Transcribe all the entries word for word, but omit the images.

Data supplied:
****************
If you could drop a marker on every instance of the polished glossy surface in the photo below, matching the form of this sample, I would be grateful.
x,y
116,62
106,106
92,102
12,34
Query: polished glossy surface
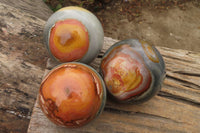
x,y
72,95
69,40
73,34
133,71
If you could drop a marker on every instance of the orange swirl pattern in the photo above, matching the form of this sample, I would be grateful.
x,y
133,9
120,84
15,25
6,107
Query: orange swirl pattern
x,y
124,72
71,95
69,40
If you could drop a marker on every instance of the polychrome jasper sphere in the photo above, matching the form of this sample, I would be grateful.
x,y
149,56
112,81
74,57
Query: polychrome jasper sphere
x,y
73,34
133,71
72,95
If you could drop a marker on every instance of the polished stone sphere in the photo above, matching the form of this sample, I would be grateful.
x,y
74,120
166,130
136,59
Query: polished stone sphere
x,y
133,71
73,34
72,95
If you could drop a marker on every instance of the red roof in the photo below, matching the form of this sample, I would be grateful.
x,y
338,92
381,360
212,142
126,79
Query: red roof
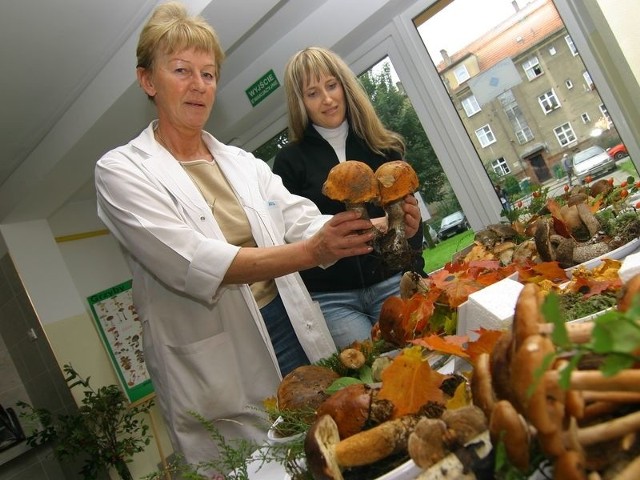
x,y
520,32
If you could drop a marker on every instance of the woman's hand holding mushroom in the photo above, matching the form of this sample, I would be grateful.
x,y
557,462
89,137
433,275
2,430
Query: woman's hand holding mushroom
x,y
344,235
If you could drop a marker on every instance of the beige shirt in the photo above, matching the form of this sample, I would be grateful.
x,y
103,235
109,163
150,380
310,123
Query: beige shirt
x,y
229,214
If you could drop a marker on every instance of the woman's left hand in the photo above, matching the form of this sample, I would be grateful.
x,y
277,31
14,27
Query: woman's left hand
x,y
411,215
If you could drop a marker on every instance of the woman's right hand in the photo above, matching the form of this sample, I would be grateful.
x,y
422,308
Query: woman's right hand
x,y
345,235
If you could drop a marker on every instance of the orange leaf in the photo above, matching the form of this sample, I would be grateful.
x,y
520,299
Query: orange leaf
x,y
409,383
484,343
449,344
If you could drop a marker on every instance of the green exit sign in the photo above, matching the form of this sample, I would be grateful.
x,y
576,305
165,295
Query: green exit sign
x,y
262,88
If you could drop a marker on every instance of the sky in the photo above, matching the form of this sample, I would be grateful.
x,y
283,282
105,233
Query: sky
x,y
463,21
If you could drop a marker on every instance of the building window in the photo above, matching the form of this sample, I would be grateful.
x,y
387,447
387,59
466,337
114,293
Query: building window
x,y
532,68
485,136
587,80
500,167
548,101
514,113
461,74
524,135
564,134
470,105
572,46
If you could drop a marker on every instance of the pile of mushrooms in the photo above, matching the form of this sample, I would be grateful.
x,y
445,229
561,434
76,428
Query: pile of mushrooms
x,y
354,428
355,184
581,430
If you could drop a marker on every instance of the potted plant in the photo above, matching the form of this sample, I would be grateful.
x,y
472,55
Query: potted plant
x,y
106,430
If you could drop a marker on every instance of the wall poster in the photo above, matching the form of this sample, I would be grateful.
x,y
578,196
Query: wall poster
x,y
121,332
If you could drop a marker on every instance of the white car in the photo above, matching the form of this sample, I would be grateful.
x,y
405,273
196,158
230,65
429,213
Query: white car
x,y
593,161
452,225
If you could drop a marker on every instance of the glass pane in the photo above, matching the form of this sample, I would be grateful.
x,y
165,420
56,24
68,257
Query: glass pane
x,y
521,91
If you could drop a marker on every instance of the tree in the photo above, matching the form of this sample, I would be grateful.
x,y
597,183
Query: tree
x,y
106,430
397,114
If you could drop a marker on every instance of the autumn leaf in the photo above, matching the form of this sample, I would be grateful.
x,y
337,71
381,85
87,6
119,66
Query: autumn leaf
x,y
409,383
451,344
483,344
461,397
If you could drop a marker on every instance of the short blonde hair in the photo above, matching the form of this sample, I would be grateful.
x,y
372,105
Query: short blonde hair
x,y
311,63
171,29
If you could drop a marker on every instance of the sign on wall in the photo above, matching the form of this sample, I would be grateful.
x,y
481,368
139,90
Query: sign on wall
x,y
262,88
121,332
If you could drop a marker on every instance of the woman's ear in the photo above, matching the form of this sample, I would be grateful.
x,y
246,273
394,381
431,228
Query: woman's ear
x,y
145,81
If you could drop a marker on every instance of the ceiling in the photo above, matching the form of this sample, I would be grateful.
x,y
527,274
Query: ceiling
x,y
68,90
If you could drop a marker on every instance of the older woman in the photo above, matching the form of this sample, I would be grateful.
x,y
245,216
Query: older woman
x,y
214,242
331,119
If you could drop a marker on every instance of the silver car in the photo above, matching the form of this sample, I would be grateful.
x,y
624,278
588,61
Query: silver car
x,y
593,161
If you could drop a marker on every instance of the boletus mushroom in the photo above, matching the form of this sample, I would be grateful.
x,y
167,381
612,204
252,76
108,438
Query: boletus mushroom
x,y
353,183
304,389
396,180
327,455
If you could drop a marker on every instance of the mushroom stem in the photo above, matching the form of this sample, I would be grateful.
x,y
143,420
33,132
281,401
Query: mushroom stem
x,y
626,380
377,443
611,396
578,332
609,430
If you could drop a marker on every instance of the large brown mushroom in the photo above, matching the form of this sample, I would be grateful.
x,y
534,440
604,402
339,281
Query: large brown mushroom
x,y
396,180
353,183
303,389
327,455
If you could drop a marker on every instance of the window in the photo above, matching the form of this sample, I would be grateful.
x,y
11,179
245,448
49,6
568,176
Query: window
x,y
524,135
470,105
461,74
587,80
548,101
485,136
514,113
564,134
500,167
532,68
572,47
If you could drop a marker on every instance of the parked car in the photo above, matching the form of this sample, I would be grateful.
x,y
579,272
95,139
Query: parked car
x,y
452,225
432,233
593,161
618,151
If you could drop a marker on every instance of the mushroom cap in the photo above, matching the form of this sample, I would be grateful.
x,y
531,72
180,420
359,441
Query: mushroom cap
x,y
426,444
351,181
319,449
396,179
304,388
349,408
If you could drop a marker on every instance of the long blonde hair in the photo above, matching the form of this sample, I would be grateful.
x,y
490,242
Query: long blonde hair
x,y
312,62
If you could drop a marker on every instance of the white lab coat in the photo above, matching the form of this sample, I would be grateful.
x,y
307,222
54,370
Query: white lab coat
x,y
206,346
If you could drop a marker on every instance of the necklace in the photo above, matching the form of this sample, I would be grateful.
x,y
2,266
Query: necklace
x,y
208,156
162,142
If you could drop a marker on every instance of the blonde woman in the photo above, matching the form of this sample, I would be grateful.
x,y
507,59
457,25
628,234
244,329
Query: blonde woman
x,y
332,120
214,242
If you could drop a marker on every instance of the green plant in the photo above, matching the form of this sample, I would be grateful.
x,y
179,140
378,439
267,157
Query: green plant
x,y
106,430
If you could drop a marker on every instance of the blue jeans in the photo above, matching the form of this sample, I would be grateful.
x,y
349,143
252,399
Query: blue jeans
x,y
351,314
288,350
****************
Solution to this exercise:
If you could drop a marker on every instance of the polished glossy surface in the photo below, matching the form of this sample, I would be grateful.
x,y
116,62
106,106
92,102
12,34
Query: polished glossy surface
x,y
72,95
69,40
73,34
133,71
If you could drop a marker on every instance of the orange swirl pattern in the photo above, matching the form of this sample, I would be grateful.
x,y
133,9
120,84
15,25
6,107
Query: orange swirl pattern
x,y
124,72
71,95
69,40
If you could drop a marker on every instance of the polychrome jasper sphere in the photo above, matching the form of this sample, I would be grateful.
x,y
149,56
112,81
74,57
Query: polychrome jasper sphere
x,y
73,34
133,71
72,95
If you could drop a marker on every instance of the polished stone sphere in the photo above, matching the form of this sample, I would be grateful.
x,y
74,120
166,130
136,59
Query: polished stone sphere
x,y
133,71
73,34
72,95
If you could drop a marker on every instance of the red roof in the photo below, matching the form of this sample, I would be grateful.
x,y
338,92
381,360
212,142
126,79
Query: red roof
x,y
520,32
If you could drop a marker on every instance of the woman's hand holding mushroom in the photo above, matching the form of this sample, I would be grateful.
x,y
557,462
89,137
433,275
2,430
Query: woman's hand holding mushroom
x,y
344,235
If you could drop a marker on every instance of the beige shirt in the photo above, matching the form of this sample, I would be grateful.
x,y
103,235
109,163
150,380
310,123
Query: beige shirt
x,y
229,214
If you could drop a marker on every instance of the woman's left hand in the photo above, matching the form of this sample, I would be grateful.
x,y
277,31
14,27
Query: woman's left hand
x,y
411,215
If you could drop a marker on every instance of the woman's right hand in the photo above, matching the form of this sample, I would be grateful.
x,y
422,308
Query: woman's right hand
x,y
345,235
If you could drop a marker on every instance of the orange leaf in the photo above, matching the form of this sample, I would be grateful.
x,y
520,299
Query: orange leaf
x,y
409,383
484,343
449,344
If you could drop a marker on every instance of the green exit sign in the photo above, matching the form of this sample, I would be grateful.
x,y
576,305
165,295
Query: green exit sign
x,y
262,88
If you could drop a marker on every instance of the sky in the photo above, matching the form of this sample, I would be grateful.
x,y
283,282
105,233
Query: sky
x,y
463,21
If you could drop a marker on every instance of the building window in the photo above, matching the form of this sample, I would be grateful.
x,y
387,447
387,59
466,337
114,293
Query: building window
x,y
532,68
485,136
587,80
500,167
548,101
514,113
461,74
524,135
564,134
470,105
572,46
If you could drop a marker on every instance of the pile of mushrooms in the photo above, matching the form of this sample, I would be grateful.
x,y
445,229
561,434
76,428
Query: pile of mushrooms
x,y
354,428
355,184
581,430
If you could drop a marker on every instance of the potted plant in the photo above, matching the form of this sample, I would be grateful.
x,y
472,55
Query: potted plant
x,y
106,430
If you could drop a marker on every instance of the wall poster in the photo above, matching the form of this sample, I would be grateful.
x,y
578,196
Query: wall poster
x,y
121,332
If you could drop a marker on every instance of the white car in the photo above, matching the form of this sample, I would be grateful.
x,y
405,273
196,158
230,65
429,213
Query: white car
x,y
593,161
452,225
If you could drop a marker on every instance of the glass pane in the photo above, matching the form of this sample, I would be grateful.
x,y
165,420
56,24
68,257
Query: glass pane
x,y
521,91
If you could drop a marker on every instance of the tree in the photo above, matching the form of this sample, I would be grateful.
x,y
597,183
Query: tree
x,y
106,430
397,114
If you could drop a marker on every instance of the autumn leaf in the photo above, matching the form of this sample, I would be grateful.
x,y
337,71
381,85
87,6
119,66
Query: autumn leaf
x,y
409,383
451,344
483,344
461,397
If you could drop a marker on every instance of the short blonde hair in the photo above, matching the form of this sample, I would be grateful.
x,y
372,105
Query: short blonde hair
x,y
311,63
171,29
If you could drop a marker on every instance of the sign on wall in the photo above, matching the form of this sample, I would be grateful.
x,y
481,368
139,90
Query: sign on wall
x,y
262,88
121,332
If you could drop a marker on every instance of the woman's ear in the photo above, matching the form of this sample, I would be grateful.
x,y
246,273
394,381
431,228
Query: woman's ear
x,y
145,81
If you could drop a marker on every instance of the ceiling in the photo above, matching the form of this sample, I would be grateful.
x,y
527,274
Query: ceiling
x,y
68,90
If you could drop a marker on every instance of the older woman in the photo above, matching the form of this sample, I would be grateful.
x,y
245,216
Query: older woman
x,y
214,242
331,119
If you could drop a marker on every instance of the silver car in the photo above, matching the form of this sample, I would be grateful.
x,y
624,278
588,61
Query: silver car
x,y
593,161
If you could drop a marker on every instance of the boletus mushroom in the photo above, matching the form of this sample, I would be grateful.
x,y
167,381
612,204
252,76
108,438
Query: boletus mushroom
x,y
353,183
304,389
396,180
327,455
If you could drop a marker on every instance of the mushroom stem in the photo above, matching the form of this sample, I would be grateful.
x,y
143,420
33,132
281,401
Query: mushroom stem
x,y
626,380
377,443
611,396
578,332
609,430
If you could drop a marker on every instance of the large brown mushroom in the photo above, matching the form of this sample, I would be grateful.
x,y
534,440
604,402
339,281
Query: large brown mushroom
x,y
396,180
353,183
303,389
327,455
If you could drop a marker on every instance of the window in the photo above, matching the form of this sample, I would be grateful.
x,y
11,179
245,448
49,6
568,176
Query: window
x,y
524,135
470,105
461,74
587,80
548,101
485,136
514,113
564,134
500,167
532,68
572,47
If you could drop a marker on every instance of the parked car in the photo above, matching the form of this sample, I would be grateful.
x,y
579,272
95,139
Query: parked car
x,y
452,225
432,233
593,161
618,151
If you could drop a marker on every instance of the mushroom cap in the photo above, matching the form of this sample, I would be grateful.
x,y
531,72
180,420
359,441
Query: mushroom cap
x,y
426,444
351,181
319,449
396,179
304,388
349,408
If you could drop a marker on every instance of the long blonde hair in the photo above, matching the form of this sample, I would be grateful.
x,y
490,242
Query: long blonde hair
x,y
312,62
If you could drop a marker on every instance of the white lab coat in the photo above, matching the form of this sample, I would be grateful.
x,y
307,222
54,370
Query: white lab coat
x,y
206,346
If you could drop a marker on every instance of the necklace in the photo above, matching the form of this sample, I would be grateful.
x,y
2,266
Query: necklace
x,y
208,156
162,142
If you could drop a marker on every instance of the blonde woman in the photo above, matching the form of this sample, I would be grateful.
x,y
507,59
457,25
628,234
244,329
Query: blonde woman
x,y
332,120
214,242
If you could drop a marker on every instance of the green plant in the photo above, matching the form of this sample, I would be grateful.
x,y
179,140
378,439
267,157
Query: green plant
x,y
106,430
If you could drop a marker on every instance of the blue jeans in the photo above, matching the form of this sample, I would be grateful.
x,y
349,143
252,399
Query: blue jeans
x,y
351,314
288,350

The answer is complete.